**CONSEGNA 1**.
Rispondi alle domande sul testo dedicato all'approvazione dei farmaci.
(a) Quali sono le due direzioni d'impegno auspicate da Giovanni Apolone?
(b) Di quale istituto Apolone è direttore scientifico?
(c) Su che tipo di dati vengono effettuate le approvazioni di cui parla Apolone, e a quale condizione?
**CONSEGNA 2**. Prosegui il testo sull'approvazione dei farmaci a partire dalla frase con cui si conclude.

**TESTO DATO**.
Giovanni Apolone ha quindi auspicato un impegno in due direzioni: “Uno per ottimizzare i percorsi regolari per la maggior parte dei farmaci e l’altro per identificare al meglio quali siano le condizioni prioritarie che consentano a certe classi di pazienti di entrare in percorsi speciali e precoci”. Per il direttore scientifico dell’Int di Milano “serve un approccio più sistematico, che tenga conto, ad esempio in ambito oncologico, che sempre più frequentemente, da parte delle Agenzie internazionali, si assiste ad approvazioni di farmaci che si basano su studi sempre più ‘ingegnerizzati’, che consentono di produrre delle evidenze che suggeriscono un’efficacia in tempi sempre più rapidi. Questa è la richiesta dei pazienti e della società civile. Ma si tratta di approvazioni effettuate su dati preliminari, condizionate all’esecuzione di successivi studi”. Questo, ha evidenziato Apolone, “espone le Agenzie regolatore a una oggettiva difficoltà a identificare il valore aggiunto di questi farmaci”.
Da qui il bisogno di sistematizzare le procedure sulla base delle nuove realtà note.

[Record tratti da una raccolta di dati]
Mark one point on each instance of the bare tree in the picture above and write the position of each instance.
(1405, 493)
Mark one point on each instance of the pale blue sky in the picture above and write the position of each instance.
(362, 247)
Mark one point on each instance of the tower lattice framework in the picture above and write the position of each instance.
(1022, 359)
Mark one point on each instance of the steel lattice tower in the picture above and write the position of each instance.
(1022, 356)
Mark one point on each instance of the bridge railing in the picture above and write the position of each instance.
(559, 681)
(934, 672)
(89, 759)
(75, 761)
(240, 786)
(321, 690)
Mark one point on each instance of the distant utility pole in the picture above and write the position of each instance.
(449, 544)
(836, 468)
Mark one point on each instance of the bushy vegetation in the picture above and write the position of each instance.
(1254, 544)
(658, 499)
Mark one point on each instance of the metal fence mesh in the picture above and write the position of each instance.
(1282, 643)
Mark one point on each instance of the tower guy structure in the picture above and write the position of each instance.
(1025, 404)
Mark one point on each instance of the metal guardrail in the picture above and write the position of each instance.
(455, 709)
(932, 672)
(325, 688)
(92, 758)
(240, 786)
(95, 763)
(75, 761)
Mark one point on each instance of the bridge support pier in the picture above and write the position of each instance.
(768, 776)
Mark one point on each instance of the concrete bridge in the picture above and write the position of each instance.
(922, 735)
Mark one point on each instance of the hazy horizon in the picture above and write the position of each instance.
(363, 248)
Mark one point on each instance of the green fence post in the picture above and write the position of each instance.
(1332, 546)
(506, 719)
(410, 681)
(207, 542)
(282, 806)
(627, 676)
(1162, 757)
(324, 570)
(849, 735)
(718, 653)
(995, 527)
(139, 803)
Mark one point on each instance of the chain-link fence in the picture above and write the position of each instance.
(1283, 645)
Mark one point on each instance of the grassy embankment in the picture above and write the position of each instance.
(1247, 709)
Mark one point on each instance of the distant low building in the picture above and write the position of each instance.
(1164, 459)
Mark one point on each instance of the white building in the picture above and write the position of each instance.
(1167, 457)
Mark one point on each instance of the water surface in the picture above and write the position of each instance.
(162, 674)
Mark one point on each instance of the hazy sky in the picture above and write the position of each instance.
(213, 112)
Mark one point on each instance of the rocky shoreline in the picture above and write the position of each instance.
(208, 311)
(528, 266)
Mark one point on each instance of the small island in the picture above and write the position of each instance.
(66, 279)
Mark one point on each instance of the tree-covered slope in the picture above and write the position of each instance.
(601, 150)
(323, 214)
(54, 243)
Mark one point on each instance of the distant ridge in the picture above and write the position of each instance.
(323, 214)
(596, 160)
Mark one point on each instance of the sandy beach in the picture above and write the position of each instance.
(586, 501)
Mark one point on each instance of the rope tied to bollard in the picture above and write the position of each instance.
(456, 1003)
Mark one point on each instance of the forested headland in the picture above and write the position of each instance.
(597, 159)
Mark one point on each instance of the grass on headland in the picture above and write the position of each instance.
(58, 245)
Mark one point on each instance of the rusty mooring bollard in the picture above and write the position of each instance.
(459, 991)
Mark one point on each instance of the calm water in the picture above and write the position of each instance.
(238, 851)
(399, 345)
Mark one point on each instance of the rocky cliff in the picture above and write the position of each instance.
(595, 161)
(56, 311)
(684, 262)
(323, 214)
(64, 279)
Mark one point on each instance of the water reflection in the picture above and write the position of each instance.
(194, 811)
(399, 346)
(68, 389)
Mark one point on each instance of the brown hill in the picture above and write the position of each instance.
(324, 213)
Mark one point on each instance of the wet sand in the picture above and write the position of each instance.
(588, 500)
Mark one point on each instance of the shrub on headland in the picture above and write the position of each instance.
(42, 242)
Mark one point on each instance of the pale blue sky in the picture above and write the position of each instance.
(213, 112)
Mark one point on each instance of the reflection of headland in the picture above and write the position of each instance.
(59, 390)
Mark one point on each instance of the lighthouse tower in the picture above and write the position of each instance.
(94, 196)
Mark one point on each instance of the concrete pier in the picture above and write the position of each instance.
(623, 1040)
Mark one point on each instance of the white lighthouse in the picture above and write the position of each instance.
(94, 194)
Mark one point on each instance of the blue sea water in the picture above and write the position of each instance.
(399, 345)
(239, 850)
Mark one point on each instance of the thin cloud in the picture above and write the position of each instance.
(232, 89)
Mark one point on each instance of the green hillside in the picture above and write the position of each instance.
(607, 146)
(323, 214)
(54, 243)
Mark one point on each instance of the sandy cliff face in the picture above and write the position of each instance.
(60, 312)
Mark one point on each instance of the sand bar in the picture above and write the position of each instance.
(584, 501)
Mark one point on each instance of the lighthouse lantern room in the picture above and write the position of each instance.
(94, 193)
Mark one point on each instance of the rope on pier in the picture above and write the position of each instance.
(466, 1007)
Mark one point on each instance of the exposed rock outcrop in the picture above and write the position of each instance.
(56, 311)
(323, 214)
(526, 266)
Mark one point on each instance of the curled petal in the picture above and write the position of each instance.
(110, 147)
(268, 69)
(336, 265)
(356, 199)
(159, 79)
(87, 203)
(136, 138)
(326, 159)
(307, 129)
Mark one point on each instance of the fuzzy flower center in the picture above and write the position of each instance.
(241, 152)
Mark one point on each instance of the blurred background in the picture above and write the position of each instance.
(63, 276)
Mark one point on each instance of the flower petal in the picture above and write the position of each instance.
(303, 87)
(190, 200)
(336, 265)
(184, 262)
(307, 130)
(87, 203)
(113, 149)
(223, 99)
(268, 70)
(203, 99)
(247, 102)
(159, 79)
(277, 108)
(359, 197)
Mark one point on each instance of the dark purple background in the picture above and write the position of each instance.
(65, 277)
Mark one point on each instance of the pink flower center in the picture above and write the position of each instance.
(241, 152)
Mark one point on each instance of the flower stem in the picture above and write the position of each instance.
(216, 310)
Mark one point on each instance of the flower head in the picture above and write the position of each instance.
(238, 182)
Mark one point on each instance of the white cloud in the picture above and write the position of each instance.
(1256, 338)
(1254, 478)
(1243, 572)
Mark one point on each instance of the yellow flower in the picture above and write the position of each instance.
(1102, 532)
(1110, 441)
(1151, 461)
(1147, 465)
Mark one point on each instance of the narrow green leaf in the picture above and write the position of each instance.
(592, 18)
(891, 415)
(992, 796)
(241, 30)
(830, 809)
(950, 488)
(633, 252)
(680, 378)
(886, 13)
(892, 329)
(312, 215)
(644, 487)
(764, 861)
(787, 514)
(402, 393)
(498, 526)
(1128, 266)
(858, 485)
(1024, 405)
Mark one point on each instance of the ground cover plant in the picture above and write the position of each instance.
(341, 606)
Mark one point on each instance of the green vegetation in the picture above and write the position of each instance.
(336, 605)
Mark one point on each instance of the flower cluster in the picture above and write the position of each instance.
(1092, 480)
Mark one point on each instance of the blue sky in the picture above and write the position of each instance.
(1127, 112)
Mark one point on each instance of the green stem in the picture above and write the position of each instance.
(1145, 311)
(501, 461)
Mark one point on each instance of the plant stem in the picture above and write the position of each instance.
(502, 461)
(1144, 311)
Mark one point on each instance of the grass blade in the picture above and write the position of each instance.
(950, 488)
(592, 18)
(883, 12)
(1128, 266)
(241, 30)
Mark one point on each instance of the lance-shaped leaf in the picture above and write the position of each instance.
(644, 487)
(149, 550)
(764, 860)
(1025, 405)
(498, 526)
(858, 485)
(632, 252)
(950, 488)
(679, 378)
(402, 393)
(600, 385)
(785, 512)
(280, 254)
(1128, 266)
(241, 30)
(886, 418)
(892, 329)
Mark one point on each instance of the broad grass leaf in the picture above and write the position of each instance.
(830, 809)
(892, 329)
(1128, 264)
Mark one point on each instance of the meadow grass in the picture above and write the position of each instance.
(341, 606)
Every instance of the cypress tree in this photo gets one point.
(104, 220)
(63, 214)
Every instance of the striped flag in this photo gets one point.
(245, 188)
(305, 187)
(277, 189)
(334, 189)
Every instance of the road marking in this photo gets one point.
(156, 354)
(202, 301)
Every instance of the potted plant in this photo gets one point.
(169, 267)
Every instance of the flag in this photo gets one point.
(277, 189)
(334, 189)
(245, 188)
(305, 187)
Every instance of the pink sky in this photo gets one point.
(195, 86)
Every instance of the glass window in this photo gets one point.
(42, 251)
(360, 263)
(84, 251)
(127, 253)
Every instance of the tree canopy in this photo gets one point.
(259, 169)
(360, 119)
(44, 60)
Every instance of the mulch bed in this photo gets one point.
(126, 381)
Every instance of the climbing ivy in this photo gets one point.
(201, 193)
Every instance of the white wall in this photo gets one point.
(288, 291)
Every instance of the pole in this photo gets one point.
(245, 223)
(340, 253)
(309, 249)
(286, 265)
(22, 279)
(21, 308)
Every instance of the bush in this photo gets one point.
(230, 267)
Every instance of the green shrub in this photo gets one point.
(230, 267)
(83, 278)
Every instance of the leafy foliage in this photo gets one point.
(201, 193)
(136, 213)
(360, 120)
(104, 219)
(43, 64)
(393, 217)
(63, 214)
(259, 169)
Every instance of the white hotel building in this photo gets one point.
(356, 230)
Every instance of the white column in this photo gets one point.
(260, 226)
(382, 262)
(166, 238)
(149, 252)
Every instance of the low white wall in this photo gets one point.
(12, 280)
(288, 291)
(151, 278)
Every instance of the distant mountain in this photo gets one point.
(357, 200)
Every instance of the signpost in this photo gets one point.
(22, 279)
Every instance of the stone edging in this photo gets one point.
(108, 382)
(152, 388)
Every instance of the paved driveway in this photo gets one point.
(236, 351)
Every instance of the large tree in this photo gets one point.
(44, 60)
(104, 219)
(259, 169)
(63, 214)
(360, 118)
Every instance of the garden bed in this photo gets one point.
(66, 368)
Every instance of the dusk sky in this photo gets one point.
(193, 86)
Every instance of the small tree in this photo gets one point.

**RISPOSTA SCRITTA 1**.
(a) La prima è ottimizzare i percorsi regolari per la maggior parte dei farmaci. La seconda è identificare al meglio le condizioni prioritarie che consentano a certe classi di pazienti di entrare in percorsi speciali e precoci.
(b) Dell'Int di Milano.
(c) Su dati preliminari, condizionate all'esecuzione di successivi studi.

**RISPOSTA SCRITTA 2**.
La discussione è quindi proseguita con l’illustrazione del testo del Ddl approvato alla Camera, e ora all’esame del Senato, contenente “Disposizioni per la cura delle malattie rare e per il sostegno della ricerca e della produzione dei farmaci orfani”. “Il lavoro che è stato fatto – ha spiegato Luca Rizzo Nervo – è stato importante per affrontare, in un unico testo di legge, i diversi aspetti che risultano fondamentali per i pazienti. Tra questi, la necessità di garantire la continuità terapeutica, preferibilmente nel contesto di vita, e la necessità di dare una forte spinta alla ricerca, anche con dei meccanismi di incentivo fiscale”. “Un paese che investe sulle malattie rare è un Paese che punta davvero all’universalità di accesso alle cure”, ha osservato il deputato Dem.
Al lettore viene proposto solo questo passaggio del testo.